AIM
Find every line in the data below that contains the string "player", with case counting, and copy each of those lines.

+++ RECORD LIST

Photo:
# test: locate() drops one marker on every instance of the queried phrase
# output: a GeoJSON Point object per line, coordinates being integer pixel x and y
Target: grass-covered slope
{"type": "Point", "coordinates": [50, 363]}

++++++
+++ RECORD LIST

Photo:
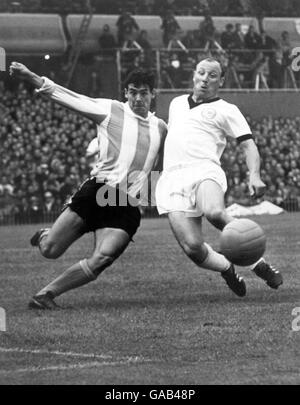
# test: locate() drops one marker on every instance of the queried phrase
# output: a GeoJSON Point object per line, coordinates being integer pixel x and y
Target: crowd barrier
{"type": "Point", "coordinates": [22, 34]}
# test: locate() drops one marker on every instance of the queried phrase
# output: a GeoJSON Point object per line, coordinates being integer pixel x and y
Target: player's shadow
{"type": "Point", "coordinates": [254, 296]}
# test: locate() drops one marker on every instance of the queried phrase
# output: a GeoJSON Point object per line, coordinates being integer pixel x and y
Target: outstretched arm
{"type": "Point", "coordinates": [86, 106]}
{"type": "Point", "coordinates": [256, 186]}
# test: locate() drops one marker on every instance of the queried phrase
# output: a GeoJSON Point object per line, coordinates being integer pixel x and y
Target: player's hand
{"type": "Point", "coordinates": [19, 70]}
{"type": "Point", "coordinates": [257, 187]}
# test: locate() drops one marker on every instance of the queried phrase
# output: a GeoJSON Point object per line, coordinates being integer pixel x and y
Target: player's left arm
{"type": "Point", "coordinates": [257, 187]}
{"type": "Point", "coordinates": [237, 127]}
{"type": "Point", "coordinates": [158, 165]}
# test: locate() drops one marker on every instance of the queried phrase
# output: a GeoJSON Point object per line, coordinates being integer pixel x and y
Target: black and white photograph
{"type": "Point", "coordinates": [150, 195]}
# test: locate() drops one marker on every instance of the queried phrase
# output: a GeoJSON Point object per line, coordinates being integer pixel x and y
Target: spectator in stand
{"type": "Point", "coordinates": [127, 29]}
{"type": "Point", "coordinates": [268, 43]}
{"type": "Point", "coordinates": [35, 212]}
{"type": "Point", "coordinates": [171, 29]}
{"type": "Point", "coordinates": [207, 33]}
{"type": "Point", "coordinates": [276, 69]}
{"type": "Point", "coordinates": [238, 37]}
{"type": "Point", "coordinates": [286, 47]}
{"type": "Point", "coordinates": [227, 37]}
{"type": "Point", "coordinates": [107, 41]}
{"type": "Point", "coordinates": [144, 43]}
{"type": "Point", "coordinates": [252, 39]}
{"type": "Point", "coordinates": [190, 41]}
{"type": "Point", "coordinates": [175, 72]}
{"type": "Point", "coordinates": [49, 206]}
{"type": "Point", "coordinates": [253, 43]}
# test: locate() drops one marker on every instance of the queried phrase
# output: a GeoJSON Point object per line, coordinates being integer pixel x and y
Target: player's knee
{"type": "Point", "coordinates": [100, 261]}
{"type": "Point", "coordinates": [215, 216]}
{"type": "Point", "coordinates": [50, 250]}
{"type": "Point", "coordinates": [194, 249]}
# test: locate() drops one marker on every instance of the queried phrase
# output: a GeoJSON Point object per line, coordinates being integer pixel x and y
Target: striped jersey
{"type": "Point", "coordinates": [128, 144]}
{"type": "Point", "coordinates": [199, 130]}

++++++

WORKED SOLUTION
Target: player's shadow
Target: player's hand
Target: player's left arm
Target: player's knee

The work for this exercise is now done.